▶ **Recorded data**:
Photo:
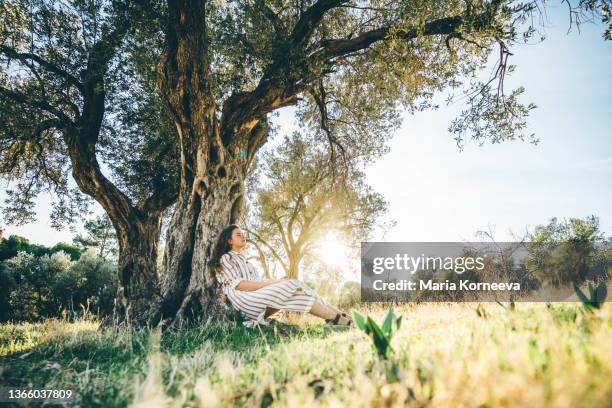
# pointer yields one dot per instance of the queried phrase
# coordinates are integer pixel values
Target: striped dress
(286, 295)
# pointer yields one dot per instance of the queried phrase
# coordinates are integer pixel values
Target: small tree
(568, 252)
(304, 197)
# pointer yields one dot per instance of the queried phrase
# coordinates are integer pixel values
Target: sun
(332, 251)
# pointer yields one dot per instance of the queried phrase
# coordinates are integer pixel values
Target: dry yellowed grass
(448, 356)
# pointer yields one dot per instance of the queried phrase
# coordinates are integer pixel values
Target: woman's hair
(223, 246)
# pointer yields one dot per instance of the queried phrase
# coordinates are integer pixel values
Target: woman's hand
(249, 286)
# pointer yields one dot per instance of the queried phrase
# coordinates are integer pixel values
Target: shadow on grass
(108, 354)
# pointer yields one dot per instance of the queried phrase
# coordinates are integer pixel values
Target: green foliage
(569, 252)
(14, 244)
(381, 335)
(101, 235)
(304, 196)
(37, 287)
(596, 296)
(444, 353)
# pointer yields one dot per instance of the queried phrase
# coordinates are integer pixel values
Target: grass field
(448, 356)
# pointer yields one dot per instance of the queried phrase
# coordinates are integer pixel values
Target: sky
(437, 193)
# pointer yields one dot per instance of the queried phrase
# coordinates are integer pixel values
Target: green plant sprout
(597, 296)
(381, 335)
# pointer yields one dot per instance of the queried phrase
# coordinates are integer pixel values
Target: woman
(259, 299)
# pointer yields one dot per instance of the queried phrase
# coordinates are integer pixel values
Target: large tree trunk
(138, 299)
(212, 176)
(189, 287)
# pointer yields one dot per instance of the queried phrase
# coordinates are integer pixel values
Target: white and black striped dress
(286, 295)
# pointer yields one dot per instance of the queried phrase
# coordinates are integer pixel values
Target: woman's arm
(249, 286)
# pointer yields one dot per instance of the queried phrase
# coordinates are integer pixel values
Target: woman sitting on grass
(259, 299)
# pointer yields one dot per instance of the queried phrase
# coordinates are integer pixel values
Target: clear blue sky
(437, 193)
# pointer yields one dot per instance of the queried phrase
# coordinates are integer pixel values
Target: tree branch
(24, 57)
(311, 18)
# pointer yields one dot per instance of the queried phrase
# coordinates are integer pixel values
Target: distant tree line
(39, 282)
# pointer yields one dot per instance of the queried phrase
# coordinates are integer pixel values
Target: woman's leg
(270, 311)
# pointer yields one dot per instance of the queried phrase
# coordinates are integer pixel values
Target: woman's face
(238, 239)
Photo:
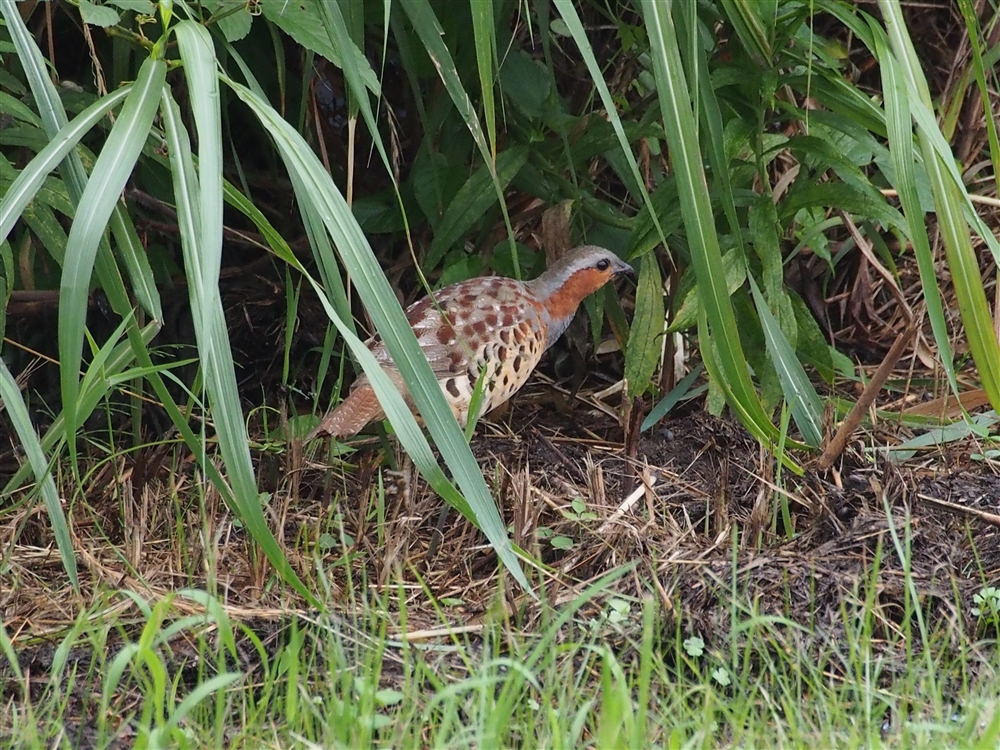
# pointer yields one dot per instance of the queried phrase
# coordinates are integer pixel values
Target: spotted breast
(492, 325)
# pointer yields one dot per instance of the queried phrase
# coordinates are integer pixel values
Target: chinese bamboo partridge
(492, 324)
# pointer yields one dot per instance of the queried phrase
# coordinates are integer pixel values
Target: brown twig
(850, 424)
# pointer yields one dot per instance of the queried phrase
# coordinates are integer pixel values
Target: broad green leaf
(314, 186)
(807, 409)
(951, 203)
(645, 340)
(10, 396)
(111, 172)
(472, 201)
(24, 188)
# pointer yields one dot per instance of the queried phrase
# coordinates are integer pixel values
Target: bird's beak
(623, 267)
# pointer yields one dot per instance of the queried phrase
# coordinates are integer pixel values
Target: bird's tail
(352, 414)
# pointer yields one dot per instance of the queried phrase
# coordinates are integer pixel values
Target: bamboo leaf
(645, 337)
(111, 172)
(10, 396)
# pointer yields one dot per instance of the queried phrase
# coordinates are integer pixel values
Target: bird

▶ **Problem requirements**:
Without the pictures, restate all of the entries above verbatim.

▶ **The answer**:
Photo:
# pointer yields one dot per instance of the queried phrase
# coordinates are integer pixel values
Target: striped dress
(286, 295)
# pointer yields one dot per instance of the queried phrase
# coordinates are integer pixel values
Target: small tree
(568, 252)
(304, 197)
# pointer yields one dot per instance of the queried phrase
# coordinates are integer pixel values
Target: sun
(332, 251)
# pointer yields one dot per instance of the queried phrase
# coordinates are integer pixel values
Target: dry yellowed grass
(448, 356)
# pointer yields one dot per instance of the queried phrase
# coordinates are integer pixel values
Target: woman's hair
(223, 246)
# pointer yields one dot per instance of the queried phrase
# coordinates are integer pixel values
Target: woman's hand
(249, 286)
# pointer yields one dot per instance of the queried phrase
# coordinates are integer pixel values
Target: shadow on grass
(108, 354)
# pointer yields one dot per instance of the queried phrase
# coordinates are integer pixel values
Target: green foliage
(569, 252)
(14, 244)
(381, 335)
(101, 235)
(304, 196)
(37, 287)
(596, 296)
(444, 353)
# pointer yields one dot per instance of the queried phrase
# coordinates are integer pixel values
Target: grass field
(448, 356)
# pointer yields one dot per instance of the queried phrase
# coordinates are integer pixel values
Target: sky
(437, 193)
# pointer yields one dot per instance of the queried phrase
# coordinates are integer pixel values
Target: green plant sprout
(597, 296)
(381, 335)
# pointer yields one dot per instance of the queried phrase
# coordinates are integer pixel values
Target: woman
(259, 299)
# pointer yields one dot per instance of the queried phrase
# coordinates are integer pixel values
Target: large tree trunk
(138, 299)
(212, 176)
(189, 287)
# pointer yields one dot per instance of the queried phrase
# coordinates are integer pixel values
Target: white and black striped dress
(286, 295)
# pointer yields one dot per instance of the queried phrase
# coordinates are integer pixel values
Target: woman's arm
(249, 286)
# pointer yields one dot per instance of the queried phrase
# coordinates are integer pixel values
Target: woman sitting on grass
(259, 299)
# pointer yields one dot per instance of the queried phrase
# coordinates are integer pixel values
Target: clear blue sky
(437, 193)
# pointer yields one dot per instance of the queried phrase
# coordinates are integer pixel values
Target: tree branch
(24, 57)
(311, 18)
# pointer yields one dot per instance of the queried phrase
# coordinates are integer pixel values
Target: distant tree line
(39, 282)
# pointer yields one dot per instance of the queried phrase
# coordinates are integer pixel values
Target: woman's leg
(270, 311)
# pointer yields one dot per instance of the queried phrase
# coordinates are integer pixel values
Target: woman's face
(238, 239)
Photo:
# pointer yields one dot per instance of the queried phrase
# coordinates are integer pixel values
Target: spotted breast
(492, 325)
# pointer yields one dot per instance of the queried phrase
# coordinates are integer pixel values
Target: chinese bamboo partridge
(492, 324)
# pointer yields one dot per instance of the queried phrase
# coordinates are integer pixel values
Target: brown twig
(850, 424)
# pointer yields one dot per instance of the queried phrase
# coordinates are integer pixel values
Target: broad green leaf
(314, 186)
(807, 409)
(951, 203)
(645, 340)
(10, 396)
(111, 172)
(472, 201)
(24, 188)
# pointer yields one dot per instance of the queried phrase
# coordinates are integer pixel values
Target: bird's beak
(623, 267)
# pointer yields one dot per instance of the queried phrase
# coordinates are integer pixel values
Target: bird's tail
(352, 414)
# pointer yields one dot per instance of the queried phrase
# coordinates are integer pixel values
Target: bamboo leaf
(645, 337)
(111, 172)
(10, 396)
# pointer yields one dot per instance of the queried phrase
# coordinates are integer pixel values
Target: bird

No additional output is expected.